• Text provided:

* * * * * * * * *

Rothwell Figg's Pro Bono Representation of Epileptic Journalist Included in Law360's Biggest Personal Injury Decisions and Verdicts of 2020
Law360's article on the biggest personal injury decisions and verdicts of 2020 includes Rothwell Figg's representation of journalist Kurt Eichenwald in a civil case arising from an attack by a white supremacist through Twitter. Partners Steven Lieberman and Jennifer Maisel represented Mr. Eichenwald on a pro bono basis in the groundbreaking case that involves matters of great public significance and is already being taught in major law schools, including the Duke University Law School.
Mr. Eichenwald, a former New York Times reporter and two-time finalist for the Pulitzer Prize, was targeted by John Rivello for his criticism of then-President-elect Trump. In December 2016, Mr. Eichenwald was sent a flashing strobe light with the phrase “You deserve a seizure for your posts” by an anonymous Twitter user who turned out to be Mr. Rivello. During the litigation, disturbing images from Mr. Rivello’s iCloud were discovered, including a photo of a burning cross, a photo of a collection of objects including a hunting knife, rope, rubber gloves, Clorox bleach, and a bottle of what appears to be tranquilizers, and a photo of a gun pointed at a drawing of an anti-Semitic Jewish stereotype. As a result of the attack, Mr. Eichenwald suffered a near-fatal seizure, and he lives with physical and emotional damage stemming from it.

* * * * * * * * *

• Prompt 1: Pull out every line in the records below that contains "microphone" and copy each one. Matching is case-sensitive.

* * * * * * * * *

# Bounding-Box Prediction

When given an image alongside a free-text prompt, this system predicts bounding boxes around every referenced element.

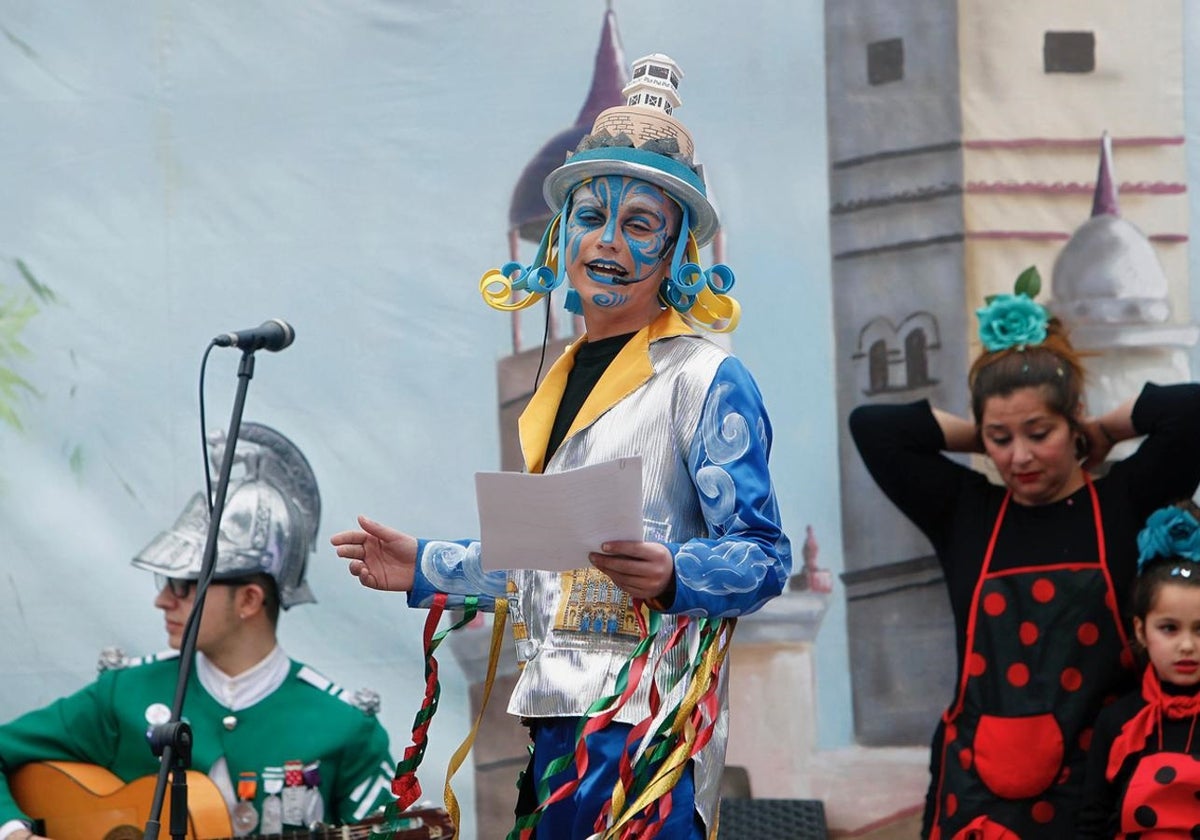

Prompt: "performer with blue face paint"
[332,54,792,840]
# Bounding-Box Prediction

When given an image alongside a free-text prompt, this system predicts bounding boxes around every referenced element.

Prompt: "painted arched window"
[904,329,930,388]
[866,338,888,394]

* * * * * * * * *

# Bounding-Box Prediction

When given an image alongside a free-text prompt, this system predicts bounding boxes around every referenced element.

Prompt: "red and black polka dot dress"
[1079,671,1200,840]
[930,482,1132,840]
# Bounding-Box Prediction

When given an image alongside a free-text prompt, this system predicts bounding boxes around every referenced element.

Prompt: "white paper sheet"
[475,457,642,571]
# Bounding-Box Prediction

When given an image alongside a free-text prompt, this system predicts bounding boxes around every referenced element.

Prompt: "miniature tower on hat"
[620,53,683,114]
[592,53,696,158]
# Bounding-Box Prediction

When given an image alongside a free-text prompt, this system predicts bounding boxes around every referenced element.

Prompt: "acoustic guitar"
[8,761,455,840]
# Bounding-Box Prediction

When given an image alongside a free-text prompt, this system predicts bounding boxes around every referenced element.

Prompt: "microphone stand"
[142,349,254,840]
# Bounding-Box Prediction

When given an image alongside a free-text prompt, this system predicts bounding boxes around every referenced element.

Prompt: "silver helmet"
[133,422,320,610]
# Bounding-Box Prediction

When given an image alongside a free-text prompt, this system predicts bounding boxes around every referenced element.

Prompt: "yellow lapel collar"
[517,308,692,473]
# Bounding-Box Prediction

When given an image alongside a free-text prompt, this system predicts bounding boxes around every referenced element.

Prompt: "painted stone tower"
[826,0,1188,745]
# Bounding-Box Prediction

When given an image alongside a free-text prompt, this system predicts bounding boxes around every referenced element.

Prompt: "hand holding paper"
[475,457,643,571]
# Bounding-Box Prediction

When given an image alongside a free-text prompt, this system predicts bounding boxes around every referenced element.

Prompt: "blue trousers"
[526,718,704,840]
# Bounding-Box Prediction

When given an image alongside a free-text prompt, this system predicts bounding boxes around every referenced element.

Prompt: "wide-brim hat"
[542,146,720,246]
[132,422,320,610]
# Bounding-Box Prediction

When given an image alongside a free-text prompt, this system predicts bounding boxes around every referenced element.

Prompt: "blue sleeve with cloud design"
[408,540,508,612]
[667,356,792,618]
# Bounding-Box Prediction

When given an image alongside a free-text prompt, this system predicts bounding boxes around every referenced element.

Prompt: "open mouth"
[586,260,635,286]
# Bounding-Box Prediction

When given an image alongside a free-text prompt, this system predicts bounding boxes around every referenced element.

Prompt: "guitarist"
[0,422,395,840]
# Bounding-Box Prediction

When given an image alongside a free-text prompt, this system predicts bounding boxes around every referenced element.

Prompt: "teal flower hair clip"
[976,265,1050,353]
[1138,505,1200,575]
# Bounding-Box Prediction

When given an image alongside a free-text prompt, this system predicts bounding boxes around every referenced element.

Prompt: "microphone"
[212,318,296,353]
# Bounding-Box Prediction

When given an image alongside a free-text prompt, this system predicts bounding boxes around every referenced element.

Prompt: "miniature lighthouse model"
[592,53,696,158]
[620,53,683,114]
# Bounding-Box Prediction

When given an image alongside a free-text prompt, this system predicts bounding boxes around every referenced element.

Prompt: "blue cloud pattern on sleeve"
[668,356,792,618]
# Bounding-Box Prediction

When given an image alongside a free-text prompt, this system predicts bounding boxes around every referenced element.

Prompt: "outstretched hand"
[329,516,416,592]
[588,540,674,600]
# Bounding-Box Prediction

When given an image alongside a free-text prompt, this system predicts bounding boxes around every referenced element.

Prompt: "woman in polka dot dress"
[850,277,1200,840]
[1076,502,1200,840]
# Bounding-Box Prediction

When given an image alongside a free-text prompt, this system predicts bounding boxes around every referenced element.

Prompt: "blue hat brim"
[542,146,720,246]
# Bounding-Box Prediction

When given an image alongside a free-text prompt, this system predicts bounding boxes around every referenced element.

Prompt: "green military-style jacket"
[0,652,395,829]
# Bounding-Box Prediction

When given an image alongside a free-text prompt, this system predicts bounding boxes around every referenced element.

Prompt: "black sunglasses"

* * * * * * * * *

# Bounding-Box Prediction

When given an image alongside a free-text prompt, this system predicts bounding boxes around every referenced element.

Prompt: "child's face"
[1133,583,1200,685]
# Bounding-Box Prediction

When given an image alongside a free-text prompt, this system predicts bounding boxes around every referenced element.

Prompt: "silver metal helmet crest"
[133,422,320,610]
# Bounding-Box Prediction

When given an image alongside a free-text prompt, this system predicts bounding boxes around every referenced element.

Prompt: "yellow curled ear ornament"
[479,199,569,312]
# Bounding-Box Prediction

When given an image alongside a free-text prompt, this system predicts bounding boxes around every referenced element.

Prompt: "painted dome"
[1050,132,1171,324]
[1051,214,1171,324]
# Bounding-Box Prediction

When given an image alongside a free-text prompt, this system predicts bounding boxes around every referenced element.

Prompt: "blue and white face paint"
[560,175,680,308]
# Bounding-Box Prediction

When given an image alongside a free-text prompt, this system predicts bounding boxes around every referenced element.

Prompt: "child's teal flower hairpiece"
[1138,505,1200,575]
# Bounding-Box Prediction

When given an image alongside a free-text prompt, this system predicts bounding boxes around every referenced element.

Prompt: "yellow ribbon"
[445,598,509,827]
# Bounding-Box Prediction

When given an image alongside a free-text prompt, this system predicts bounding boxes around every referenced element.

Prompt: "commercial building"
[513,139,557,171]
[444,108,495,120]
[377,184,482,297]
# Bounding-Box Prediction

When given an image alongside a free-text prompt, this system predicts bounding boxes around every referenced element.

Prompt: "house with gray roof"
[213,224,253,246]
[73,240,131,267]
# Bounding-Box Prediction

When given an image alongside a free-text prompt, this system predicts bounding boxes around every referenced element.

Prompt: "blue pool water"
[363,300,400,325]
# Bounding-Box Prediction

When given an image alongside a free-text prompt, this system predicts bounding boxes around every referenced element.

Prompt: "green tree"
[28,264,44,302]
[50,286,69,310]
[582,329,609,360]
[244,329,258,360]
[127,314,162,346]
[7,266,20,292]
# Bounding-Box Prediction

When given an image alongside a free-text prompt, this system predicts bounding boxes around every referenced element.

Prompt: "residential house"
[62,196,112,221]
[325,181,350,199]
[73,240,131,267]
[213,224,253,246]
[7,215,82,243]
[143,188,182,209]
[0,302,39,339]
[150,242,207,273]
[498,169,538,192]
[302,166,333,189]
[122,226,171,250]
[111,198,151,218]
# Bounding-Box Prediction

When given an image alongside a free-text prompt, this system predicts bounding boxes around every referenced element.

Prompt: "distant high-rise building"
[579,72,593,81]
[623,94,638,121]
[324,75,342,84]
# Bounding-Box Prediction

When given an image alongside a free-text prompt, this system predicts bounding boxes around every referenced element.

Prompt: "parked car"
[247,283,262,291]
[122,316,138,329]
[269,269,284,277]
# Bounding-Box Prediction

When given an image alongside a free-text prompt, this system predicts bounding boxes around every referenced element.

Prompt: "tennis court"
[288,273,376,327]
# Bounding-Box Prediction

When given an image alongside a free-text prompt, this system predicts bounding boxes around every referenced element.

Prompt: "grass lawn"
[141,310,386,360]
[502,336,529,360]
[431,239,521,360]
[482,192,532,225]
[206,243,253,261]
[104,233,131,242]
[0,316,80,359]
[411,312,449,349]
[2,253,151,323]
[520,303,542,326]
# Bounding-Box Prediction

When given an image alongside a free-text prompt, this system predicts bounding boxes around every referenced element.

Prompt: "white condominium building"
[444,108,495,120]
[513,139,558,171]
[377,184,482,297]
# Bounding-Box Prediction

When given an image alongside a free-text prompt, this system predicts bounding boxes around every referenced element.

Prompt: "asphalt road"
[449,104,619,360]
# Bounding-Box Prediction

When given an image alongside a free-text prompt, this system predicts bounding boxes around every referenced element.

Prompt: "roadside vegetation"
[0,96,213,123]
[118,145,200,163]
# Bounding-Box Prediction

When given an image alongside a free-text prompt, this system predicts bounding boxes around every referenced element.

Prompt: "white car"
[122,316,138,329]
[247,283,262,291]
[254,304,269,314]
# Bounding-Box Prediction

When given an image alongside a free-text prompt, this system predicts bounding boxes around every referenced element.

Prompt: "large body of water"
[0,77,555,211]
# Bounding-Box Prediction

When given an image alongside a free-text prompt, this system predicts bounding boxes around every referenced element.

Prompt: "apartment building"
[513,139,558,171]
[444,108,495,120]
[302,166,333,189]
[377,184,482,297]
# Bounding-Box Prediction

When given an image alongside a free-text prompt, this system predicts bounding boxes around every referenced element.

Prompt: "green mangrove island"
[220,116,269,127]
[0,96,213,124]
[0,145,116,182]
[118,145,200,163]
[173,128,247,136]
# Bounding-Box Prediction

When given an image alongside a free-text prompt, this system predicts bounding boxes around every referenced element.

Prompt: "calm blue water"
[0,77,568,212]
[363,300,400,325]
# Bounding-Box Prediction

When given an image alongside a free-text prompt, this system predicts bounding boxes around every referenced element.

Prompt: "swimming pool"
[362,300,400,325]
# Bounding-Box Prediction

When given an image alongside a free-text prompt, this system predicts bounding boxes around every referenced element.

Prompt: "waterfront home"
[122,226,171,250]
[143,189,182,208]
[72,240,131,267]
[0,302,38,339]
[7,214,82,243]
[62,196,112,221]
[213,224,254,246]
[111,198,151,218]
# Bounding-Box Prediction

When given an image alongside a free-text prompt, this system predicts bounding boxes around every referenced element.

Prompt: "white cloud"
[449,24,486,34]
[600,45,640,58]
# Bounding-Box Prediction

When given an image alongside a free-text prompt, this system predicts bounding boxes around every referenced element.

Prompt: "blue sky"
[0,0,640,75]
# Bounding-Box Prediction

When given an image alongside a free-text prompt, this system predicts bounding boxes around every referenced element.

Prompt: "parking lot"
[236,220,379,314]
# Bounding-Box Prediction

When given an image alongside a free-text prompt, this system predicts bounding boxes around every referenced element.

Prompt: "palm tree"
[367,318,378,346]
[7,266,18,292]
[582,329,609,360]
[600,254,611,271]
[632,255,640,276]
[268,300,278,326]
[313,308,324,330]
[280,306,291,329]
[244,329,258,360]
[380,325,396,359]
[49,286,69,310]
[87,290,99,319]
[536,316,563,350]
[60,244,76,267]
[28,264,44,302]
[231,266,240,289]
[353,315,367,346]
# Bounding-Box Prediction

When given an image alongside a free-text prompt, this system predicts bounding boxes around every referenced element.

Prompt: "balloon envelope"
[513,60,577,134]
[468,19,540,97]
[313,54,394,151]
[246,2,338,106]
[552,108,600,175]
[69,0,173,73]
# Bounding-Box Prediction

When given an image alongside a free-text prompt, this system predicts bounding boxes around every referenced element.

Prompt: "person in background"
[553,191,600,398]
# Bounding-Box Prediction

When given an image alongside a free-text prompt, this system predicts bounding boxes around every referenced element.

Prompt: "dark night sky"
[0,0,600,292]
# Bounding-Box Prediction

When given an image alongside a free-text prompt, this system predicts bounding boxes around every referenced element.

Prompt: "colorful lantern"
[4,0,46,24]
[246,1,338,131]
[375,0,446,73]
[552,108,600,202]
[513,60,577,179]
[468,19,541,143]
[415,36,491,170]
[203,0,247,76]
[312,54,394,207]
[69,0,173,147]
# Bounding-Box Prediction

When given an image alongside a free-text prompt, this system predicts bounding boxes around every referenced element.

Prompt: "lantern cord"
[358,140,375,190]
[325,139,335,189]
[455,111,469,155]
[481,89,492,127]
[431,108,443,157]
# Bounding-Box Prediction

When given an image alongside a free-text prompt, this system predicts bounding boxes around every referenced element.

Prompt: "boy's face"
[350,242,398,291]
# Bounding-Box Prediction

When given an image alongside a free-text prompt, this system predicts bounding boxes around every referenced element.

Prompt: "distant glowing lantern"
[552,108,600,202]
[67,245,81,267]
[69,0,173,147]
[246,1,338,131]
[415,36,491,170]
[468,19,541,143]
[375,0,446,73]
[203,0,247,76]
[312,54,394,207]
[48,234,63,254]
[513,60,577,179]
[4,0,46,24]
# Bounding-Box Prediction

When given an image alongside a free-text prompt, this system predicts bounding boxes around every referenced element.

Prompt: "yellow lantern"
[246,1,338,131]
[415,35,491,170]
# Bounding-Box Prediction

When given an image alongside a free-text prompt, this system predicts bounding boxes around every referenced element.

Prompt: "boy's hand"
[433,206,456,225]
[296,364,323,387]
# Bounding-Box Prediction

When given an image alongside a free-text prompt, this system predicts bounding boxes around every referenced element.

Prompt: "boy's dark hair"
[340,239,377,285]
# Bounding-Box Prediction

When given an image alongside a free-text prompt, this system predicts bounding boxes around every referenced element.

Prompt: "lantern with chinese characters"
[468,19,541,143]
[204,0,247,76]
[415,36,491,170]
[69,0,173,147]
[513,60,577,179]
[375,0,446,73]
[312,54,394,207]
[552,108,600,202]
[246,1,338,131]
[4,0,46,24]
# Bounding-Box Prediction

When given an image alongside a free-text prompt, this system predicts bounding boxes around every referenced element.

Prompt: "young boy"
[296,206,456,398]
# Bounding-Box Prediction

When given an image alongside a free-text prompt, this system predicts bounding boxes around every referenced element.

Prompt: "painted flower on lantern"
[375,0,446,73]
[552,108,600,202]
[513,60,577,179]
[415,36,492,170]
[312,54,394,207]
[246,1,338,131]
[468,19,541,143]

* * * * * * * * *

• Prompt 2: According to the Rothwell Figg announcement above, which two partners represented Kurt Eichenwald?

• Task response 1:
Prompt: "microphone stand"
Prompt: "microphone"

• Task response 2: Steven Lieberman and Jennifer Maisel.